[Saved entries]
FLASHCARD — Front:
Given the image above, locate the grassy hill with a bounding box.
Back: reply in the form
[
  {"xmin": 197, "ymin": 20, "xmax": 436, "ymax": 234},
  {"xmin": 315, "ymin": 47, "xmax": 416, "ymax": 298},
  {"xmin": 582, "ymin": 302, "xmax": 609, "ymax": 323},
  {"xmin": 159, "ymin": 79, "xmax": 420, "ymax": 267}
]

> Your task: Nothing in the records may be altered; restate them word for word.

> Exercise output:
FLASHCARD — Front:
Given the image above, locate the grassy hill with a bounding box.
Back: reply in the form
[
  {"xmin": 197, "ymin": 20, "xmax": 436, "ymax": 234},
  {"xmin": 315, "ymin": 47, "xmax": 416, "ymax": 298},
  {"xmin": 582, "ymin": 302, "xmax": 609, "ymax": 323},
  {"xmin": 159, "ymin": 79, "xmax": 420, "ymax": 267}
]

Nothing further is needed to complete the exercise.